[Start of Attachment]

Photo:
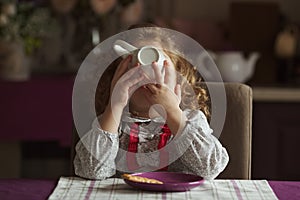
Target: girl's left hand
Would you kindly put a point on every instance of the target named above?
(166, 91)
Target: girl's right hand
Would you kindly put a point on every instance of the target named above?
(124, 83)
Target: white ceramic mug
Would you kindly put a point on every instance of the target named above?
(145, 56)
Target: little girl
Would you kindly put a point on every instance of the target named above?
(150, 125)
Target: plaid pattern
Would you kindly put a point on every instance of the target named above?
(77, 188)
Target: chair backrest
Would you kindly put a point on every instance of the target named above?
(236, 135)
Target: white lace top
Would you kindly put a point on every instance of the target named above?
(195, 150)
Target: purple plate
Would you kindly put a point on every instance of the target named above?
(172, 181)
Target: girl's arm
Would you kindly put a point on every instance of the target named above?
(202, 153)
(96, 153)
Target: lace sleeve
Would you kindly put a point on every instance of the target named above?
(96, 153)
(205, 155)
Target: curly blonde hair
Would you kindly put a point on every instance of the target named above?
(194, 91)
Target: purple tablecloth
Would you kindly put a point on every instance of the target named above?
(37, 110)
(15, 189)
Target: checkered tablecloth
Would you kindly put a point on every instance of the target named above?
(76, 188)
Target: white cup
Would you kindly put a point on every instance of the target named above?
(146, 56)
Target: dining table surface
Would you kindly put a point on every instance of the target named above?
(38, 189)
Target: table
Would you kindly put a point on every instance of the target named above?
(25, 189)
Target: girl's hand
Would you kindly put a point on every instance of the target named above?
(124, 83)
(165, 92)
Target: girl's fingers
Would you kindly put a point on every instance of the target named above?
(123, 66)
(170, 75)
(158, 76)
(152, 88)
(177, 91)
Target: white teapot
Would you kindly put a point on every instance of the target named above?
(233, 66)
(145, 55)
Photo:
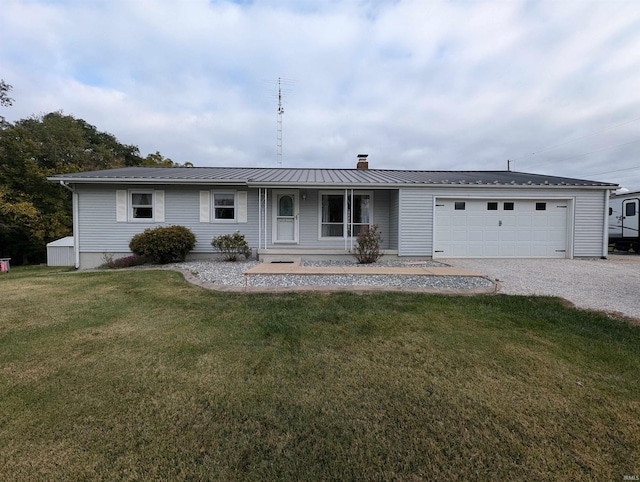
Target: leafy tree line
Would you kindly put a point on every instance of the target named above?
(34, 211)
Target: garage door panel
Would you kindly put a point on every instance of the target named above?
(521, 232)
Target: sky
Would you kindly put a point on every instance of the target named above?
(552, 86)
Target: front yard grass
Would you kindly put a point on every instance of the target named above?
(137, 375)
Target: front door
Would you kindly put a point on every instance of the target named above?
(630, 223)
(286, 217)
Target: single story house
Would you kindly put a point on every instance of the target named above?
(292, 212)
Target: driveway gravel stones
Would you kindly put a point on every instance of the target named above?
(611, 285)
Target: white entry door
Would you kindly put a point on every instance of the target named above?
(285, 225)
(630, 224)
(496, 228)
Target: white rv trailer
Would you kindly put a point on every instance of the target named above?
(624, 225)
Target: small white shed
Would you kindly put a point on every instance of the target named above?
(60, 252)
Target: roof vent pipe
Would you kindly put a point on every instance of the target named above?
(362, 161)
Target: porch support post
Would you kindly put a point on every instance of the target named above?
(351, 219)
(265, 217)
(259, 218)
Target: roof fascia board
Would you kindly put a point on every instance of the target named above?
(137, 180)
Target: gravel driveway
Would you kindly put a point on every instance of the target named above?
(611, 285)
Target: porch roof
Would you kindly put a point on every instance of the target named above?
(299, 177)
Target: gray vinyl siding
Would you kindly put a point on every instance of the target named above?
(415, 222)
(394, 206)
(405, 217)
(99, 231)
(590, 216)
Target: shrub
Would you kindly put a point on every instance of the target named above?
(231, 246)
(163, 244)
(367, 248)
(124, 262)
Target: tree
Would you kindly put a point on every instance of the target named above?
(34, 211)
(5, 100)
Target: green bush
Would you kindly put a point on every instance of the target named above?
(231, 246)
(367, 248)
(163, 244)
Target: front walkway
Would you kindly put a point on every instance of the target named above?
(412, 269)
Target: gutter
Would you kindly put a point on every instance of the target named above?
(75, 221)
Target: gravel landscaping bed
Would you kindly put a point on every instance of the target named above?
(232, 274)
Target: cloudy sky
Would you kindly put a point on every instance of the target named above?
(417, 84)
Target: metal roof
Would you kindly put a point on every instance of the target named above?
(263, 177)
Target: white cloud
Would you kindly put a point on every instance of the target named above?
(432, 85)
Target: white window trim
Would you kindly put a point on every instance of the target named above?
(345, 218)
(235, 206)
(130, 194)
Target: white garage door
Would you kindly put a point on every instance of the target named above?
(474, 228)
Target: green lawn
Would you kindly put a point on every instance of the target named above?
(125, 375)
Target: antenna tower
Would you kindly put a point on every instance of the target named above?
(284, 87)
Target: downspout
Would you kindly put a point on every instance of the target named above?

[End of Attachment]

▶ WHAT YOU ARE ASKED TO DO
In the records above, find the line with "Target: girl's hand" and the line with "Target: white entry door". Write out exactly those lines and every one between, with no pictures and no other lines.

▶ SOLUTION TO THE PROBLEM
Target: girl's hand
Would you kindly put a point on every instance of the target named above?
(124, 83)
(165, 92)
Target: girl's fingers
Would you kindly put a point on every instance of the target named above?
(123, 66)
(170, 75)
(158, 76)
(152, 88)
(177, 91)
Target: white teapot
Would you kindly put a point on every instance of the target named above?
(233, 66)
(145, 55)
Photo:
Target: leafy tree line
Would you kindly put a point on every instance of the target named above?
(34, 211)
Target: garage door panel
Would you kindly put a point on every instance of the target named above?
(521, 232)
Target: sky
Would you kindly put a point on every instance of the target named above?
(552, 86)
Target: front yard grass
Would you kindly put a point on every instance of the target named above?
(137, 375)
Target: front door
Would you kindly put a point on every instance of the target named above?
(630, 223)
(286, 217)
Target: single story house
Would you kindly put a point on every instance of the target named above?
(292, 212)
Target: driveway gravel stones
Would you kindly put a point on every instance of the target named above?
(611, 285)
Target: white entry door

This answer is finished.